··· Text block

I want to see our society evolve (or return) to one where children are welcome everywhere it is safe for them to be. The only way I know how to do this is to simply ignore the unwritten rules, and take him where I want to go, including university. He’s attended a few lectures per week with me for the last year.

 Picture2Here he is plugged into the tablet during a lecture. Thank goodness I bought that
when I was still working; I had no idea it would be such an effective mute button.

 So far all of my lecturers have been happy for him to accompany me, with some making a particular effort to welcome both of us. I think my favourite moment was when he laughed out loud at what he was watching on the tablet for about 30 seconds, oblivious to the fact that the entire class could hear him, and my lecturer got the giggles. I was highly embarrassed at the time, but now when I look back on it I think it was a wonderful. In my cognitive psychology course I “encouraged” him to sit on the floor under the desk instead of on the seat as we weren’t allowed devices in the first six rows of the lecture theatre due to research into the effects of the distraction on grades. He thought it was super fun to hide under the desk.

Picture3Sometimes he gets bored at uni and does things like this. I’m OK with this. Apparently it’s good for kids to be bored. I’m not going to cite that claim because this is a blog and I don’t have to. 

 Mostly it’s been good, and he’s been good. I’m lucky that he’s old enough to behave (mostly), he sleeps well so I’m not sleep deprived (except when I procrastinate an assignment and stay up late finishing it), and he can entertain himself. As a parent and an adult student I’m motivated, and (reasonably) disciplined. I’m not doing it because it’s the natural progression from high school – that was a long time ago! Nor am I doing it because my parents think I should. I’m doing it for me. I don’t have as many hours in the week as my fellow students who don’t have children, so I have to focus harder in the hours I do have. I’ve spent most of my life as a night owl but these days I usually get up at 5am to study in the peaceful morning hours by myself before I have to get him up and ready for school.

The major downfall of studying with a young child is that I think I could get much better grades if I didn’t have the drain on my energy and time associated with parenting, and I struggle to come to terms with that. I want to do postgraduate study so I need to get good grades. Sometimes I’ve missed lectures because he’s too tired to be trusted to behave, or I just don’t have as many hours to work on assignments as much as I should. However it makes the As I do get that much more satisfying.

There’s also the social downside: I never really lived the young student lifestyle and find it hard to relate to most of the students in my class, who are mostly teenagers. I’ve made one good friend so far – another mature student. I overhear conversations about party games, and happenings in the hall of residence, and I don’t even know what they’re talking about. I feel like I can relate more to the faculty members, but I’m an undergraduate student, so there’s a divide there too.

I’m still financially vulnerable, and that makes me feel guilty and worried. I wasn’t an anxious person before I became a solo parent; now I have constant low level anxiety, and it’s almost entirely money related.

Then there was the time that my son woke up all through the night with a sore tummy, and I couldn’t send him to school but I had a test that day so I took him to university with me. This turned out to be a bad decision.

Picture4So unwell he couldn’t even sit up straight.

······

Request 1
In the blog post about studying at university with a child, what time does the writer usually get up to study?
Request 2
Reproduce the blog post about studying at university with a child from "The major downfall" up to and including "much more satisfying.".
The listing after this comes from a separate source.

··· Listed records

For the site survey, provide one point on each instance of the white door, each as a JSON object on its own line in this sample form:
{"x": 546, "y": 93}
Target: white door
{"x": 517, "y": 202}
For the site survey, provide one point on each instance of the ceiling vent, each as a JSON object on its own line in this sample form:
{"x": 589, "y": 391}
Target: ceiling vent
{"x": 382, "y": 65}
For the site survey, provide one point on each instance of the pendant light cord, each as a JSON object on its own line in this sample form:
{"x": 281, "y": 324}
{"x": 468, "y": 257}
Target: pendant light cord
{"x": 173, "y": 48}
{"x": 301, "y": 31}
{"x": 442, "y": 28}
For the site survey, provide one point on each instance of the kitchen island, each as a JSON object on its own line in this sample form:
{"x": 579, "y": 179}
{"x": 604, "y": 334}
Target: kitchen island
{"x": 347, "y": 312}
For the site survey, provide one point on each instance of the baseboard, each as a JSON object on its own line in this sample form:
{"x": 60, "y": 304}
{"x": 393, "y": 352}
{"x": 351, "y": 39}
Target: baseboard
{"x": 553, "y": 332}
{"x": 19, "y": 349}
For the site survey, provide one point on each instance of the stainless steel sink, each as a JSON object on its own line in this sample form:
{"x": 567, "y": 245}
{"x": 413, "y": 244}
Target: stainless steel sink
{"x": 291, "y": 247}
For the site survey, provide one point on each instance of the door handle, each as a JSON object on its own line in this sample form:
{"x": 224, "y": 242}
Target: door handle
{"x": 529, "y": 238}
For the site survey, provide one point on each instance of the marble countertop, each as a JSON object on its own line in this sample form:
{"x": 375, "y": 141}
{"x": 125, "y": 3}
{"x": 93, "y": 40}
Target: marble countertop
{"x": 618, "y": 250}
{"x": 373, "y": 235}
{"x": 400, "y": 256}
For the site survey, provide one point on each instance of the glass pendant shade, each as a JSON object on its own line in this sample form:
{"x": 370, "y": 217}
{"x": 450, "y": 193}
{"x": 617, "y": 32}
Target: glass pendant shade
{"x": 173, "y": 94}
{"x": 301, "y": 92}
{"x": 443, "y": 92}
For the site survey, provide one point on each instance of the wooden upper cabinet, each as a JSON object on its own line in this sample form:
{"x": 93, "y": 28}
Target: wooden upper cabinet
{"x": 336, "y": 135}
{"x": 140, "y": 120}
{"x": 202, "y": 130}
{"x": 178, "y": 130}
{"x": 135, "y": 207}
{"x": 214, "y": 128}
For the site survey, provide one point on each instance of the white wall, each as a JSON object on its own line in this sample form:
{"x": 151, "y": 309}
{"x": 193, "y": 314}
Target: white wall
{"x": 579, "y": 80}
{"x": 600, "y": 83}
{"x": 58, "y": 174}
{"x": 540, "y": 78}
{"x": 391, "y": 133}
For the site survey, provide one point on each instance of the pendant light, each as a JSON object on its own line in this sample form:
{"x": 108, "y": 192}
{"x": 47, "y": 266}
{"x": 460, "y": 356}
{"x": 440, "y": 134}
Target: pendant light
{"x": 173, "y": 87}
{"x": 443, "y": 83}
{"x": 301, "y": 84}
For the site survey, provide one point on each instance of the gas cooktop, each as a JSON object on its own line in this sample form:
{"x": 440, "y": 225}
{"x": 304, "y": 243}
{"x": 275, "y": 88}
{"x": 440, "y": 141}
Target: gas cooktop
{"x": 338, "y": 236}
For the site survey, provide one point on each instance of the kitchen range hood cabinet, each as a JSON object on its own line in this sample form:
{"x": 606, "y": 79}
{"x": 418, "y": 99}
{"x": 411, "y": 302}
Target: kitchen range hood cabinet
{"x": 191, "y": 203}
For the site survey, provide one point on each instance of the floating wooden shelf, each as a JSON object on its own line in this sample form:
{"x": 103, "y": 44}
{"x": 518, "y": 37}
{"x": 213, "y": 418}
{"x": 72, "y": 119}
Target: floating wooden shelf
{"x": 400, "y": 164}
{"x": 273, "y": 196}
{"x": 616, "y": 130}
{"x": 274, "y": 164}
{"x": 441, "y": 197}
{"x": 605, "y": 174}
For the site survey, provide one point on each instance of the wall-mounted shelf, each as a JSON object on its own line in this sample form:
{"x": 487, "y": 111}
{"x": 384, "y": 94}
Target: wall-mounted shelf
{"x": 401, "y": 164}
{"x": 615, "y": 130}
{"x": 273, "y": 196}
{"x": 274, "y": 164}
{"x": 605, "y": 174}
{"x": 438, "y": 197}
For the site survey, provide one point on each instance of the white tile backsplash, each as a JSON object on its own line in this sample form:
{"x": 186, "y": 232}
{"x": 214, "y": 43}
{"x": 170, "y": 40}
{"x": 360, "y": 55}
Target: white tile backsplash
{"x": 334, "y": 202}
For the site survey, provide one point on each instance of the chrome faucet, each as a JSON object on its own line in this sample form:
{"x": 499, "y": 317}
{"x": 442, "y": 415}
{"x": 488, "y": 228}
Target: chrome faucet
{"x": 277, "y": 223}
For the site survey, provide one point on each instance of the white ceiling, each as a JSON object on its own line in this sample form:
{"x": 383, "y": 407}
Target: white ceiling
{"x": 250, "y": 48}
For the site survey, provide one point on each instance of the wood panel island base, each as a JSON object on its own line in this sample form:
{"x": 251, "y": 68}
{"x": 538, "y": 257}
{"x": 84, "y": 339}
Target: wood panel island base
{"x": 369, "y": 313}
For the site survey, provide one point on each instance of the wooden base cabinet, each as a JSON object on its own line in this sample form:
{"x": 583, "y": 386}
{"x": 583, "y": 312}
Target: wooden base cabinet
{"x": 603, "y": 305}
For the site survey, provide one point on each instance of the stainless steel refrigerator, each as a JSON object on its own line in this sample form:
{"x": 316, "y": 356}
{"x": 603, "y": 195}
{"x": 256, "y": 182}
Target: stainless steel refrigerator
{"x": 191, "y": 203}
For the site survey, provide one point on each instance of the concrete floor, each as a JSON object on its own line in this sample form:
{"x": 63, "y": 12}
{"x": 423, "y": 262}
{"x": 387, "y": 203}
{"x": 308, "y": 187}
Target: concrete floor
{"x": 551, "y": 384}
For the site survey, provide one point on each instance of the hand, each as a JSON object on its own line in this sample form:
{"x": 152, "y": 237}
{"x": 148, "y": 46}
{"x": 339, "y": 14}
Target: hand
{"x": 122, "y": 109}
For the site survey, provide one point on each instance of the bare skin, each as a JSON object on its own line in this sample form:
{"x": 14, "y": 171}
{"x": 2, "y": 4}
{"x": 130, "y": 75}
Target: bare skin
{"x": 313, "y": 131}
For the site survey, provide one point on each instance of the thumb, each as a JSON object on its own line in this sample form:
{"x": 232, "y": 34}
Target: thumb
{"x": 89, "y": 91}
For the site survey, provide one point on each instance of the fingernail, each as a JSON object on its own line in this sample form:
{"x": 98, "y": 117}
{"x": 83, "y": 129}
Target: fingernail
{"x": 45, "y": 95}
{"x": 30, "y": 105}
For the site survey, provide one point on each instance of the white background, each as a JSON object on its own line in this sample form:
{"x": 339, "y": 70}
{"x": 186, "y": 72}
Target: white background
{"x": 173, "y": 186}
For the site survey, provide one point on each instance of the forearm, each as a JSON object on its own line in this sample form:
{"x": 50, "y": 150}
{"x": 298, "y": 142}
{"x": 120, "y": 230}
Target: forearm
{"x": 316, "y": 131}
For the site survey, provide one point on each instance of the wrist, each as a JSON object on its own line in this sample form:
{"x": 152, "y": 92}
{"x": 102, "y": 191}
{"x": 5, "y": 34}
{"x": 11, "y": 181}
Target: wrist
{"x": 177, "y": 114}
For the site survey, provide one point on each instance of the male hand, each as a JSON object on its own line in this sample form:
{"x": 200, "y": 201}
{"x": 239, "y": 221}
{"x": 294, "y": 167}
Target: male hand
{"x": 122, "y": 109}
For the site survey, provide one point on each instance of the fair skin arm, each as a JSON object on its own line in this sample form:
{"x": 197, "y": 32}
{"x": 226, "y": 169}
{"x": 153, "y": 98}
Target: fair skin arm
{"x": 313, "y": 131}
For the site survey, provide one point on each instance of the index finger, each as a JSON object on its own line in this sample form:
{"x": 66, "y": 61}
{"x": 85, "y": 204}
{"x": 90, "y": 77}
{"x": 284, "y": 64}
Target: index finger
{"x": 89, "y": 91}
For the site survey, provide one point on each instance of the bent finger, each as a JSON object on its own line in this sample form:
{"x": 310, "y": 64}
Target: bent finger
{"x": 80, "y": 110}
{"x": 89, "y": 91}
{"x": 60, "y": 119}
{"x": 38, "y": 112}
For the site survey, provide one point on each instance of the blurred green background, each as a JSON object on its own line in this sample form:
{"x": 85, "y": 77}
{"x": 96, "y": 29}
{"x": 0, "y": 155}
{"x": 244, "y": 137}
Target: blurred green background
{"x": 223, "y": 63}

······

Full solution 1
Usually at 5am.

Full solution 2
The major downfall of studying with a young child is that I think I could get much better grades if I didn’t have the drain on my energy and time associated with parenting, and I struggle to come to terms with that. I want to do postgraduate study so I need to get good grades. Sometimes I’ve missed lectures because he’s too tired to be trusted to behave, or I just don’t have as many hours to work on assignments as much as I should. However it makes the As I do get that much more satisfying.